## WHAT TO WORK ON
Output all of the entries below precisely as written.

## INPUT DATA
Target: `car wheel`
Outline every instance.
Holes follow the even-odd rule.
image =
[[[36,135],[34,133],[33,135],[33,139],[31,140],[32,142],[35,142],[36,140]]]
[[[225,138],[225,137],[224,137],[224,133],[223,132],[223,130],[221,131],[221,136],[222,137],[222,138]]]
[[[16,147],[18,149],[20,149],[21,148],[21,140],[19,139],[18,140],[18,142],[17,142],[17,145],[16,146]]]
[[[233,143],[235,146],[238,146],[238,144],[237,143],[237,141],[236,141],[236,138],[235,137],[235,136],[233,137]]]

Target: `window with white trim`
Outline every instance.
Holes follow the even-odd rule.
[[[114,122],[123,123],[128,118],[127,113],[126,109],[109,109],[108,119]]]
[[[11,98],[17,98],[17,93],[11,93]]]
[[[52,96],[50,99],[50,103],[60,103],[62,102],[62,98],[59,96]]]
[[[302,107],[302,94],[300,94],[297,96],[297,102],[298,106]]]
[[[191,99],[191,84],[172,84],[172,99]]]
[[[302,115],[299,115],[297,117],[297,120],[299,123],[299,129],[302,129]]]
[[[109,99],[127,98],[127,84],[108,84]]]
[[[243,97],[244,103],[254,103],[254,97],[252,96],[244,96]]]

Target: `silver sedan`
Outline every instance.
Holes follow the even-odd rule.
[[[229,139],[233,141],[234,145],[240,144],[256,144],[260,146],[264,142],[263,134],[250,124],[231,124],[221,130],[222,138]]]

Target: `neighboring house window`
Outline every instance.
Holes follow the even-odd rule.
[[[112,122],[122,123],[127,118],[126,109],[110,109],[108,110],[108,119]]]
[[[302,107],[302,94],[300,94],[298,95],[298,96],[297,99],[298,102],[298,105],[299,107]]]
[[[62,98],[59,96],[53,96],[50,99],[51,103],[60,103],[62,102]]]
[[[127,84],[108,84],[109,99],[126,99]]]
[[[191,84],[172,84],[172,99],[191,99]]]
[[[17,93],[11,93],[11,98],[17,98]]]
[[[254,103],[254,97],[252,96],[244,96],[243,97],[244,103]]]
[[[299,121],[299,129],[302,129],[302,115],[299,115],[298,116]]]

## THE OUTPUT
Target: `car wheel`
Outline every instance.
Holes follow the even-odd rule.
image =
[[[36,135],[34,133],[33,135],[33,139],[31,140],[32,142],[35,142],[36,140]]]
[[[225,138],[225,137],[224,137],[224,133],[223,132],[223,130],[221,131],[221,136],[222,137],[222,138]]]
[[[16,147],[18,149],[20,149],[21,148],[21,140],[19,139],[18,140],[18,142],[17,142],[17,145],[16,146]]]
[[[233,143],[235,146],[238,146],[238,144],[237,143],[237,141],[236,141],[236,138],[235,137],[235,136],[233,137]]]

Target: `window with white trim`
Outline every instance.
Holes follow the even-odd rule.
[[[114,122],[123,123],[128,118],[127,113],[126,109],[109,109],[108,119]]]
[[[11,98],[17,98],[17,93],[11,93]]]
[[[52,96],[50,99],[50,103],[60,103],[62,102],[62,98],[59,96]]]
[[[302,107],[302,94],[300,94],[297,96],[297,102],[298,106]]]
[[[191,99],[191,84],[172,84],[172,99]]]
[[[302,115],[299,115],[297,117],[297,120],[299,123],[299,129],[302,129]]]
[[[109,99],[127,98],[127,84],[108,84]]]
[[[243,97],[244,103],[254,103],[254,97],[252,96],[244,96]]]

Target: `silver sedan`
Outline every instance.
Holes follow the even-odd rule.
[[[229,139],[233,141],[234,145],[240,144],[256,144],[260,146],[264,142],[263,134],[250,124],[231,124],[221,130],[222,138]]]

Target: `neighboring house window`
Outline every instance.
Holes follow the even-odd rule.
[[[112,122],[122,123],[127,118],[126,109],[110,109],[108,110],[108,119]]]
[[[302,107],[302,94],[300,94],[298,95],[298,96],[297,99],[298,102],[298,105],[299,107]]]
[[[62,98],[59,96],[53,96],[50,99],[51,103],[60,103],[62,102]]]
[[[127,84],[108,84],[109,99],[126,99]]]
[[[191,84],[172,84],[172,99],[191,99]]]
[[[17,93],[11,93],[11,98],[17,98]]]
[[[254,103],[254,97],[252,96],[244,96],[243,97],[244,103]]]
[[[299,121],[299,129],[302,129],[302,115],[299,115],[298,116]]]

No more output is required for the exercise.